Excerpts from point annotation data:
------------

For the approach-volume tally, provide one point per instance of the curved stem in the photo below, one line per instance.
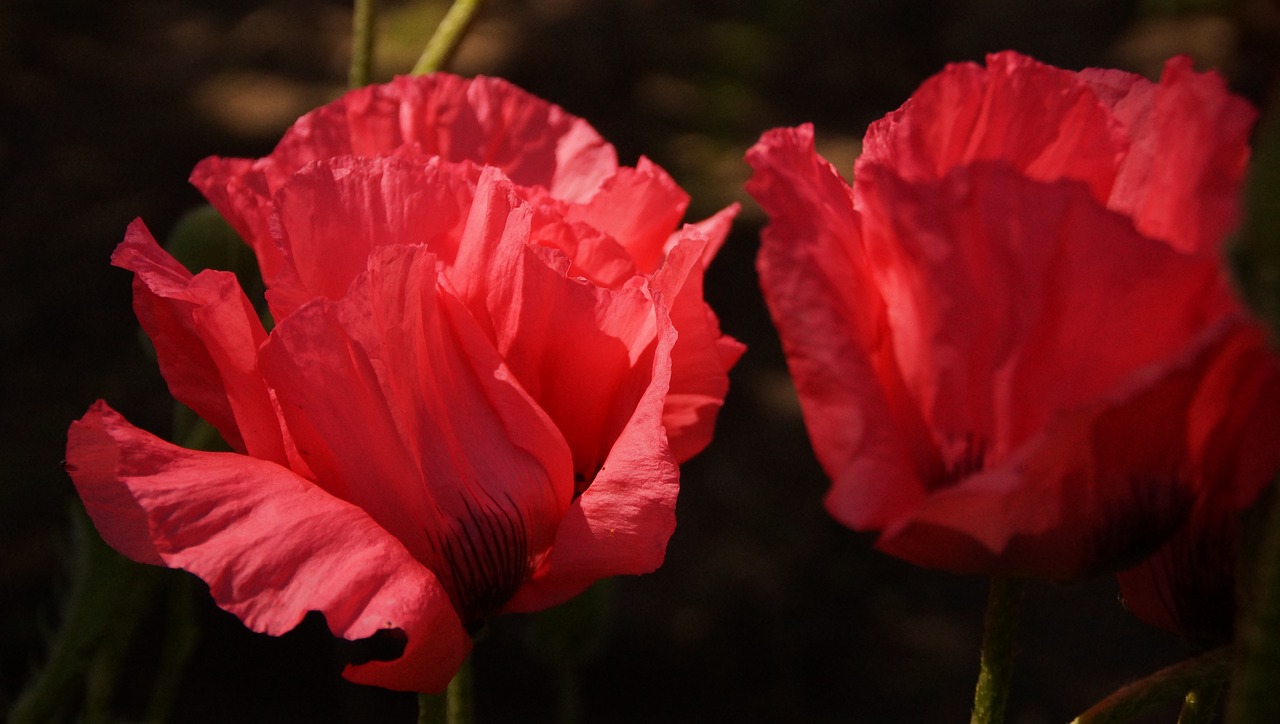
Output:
(453, 706)
(362, 42)
(447, 37)
(1205, 673)
(997, 650)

------------

▶ TASK DESCRIPTION: Put every line of the data above into a numbered list, skipping blank lines and leaving out the pictures.

▶ TASK RESULT:
1. For the approach-volume tally, provide one point per instance of the curved stem in the photo below, one line per instance.
2. Output:
3. (453, 706)
4. (362, 42)
5. (447, 37)
6. (1205, 673)
7. (997, 650)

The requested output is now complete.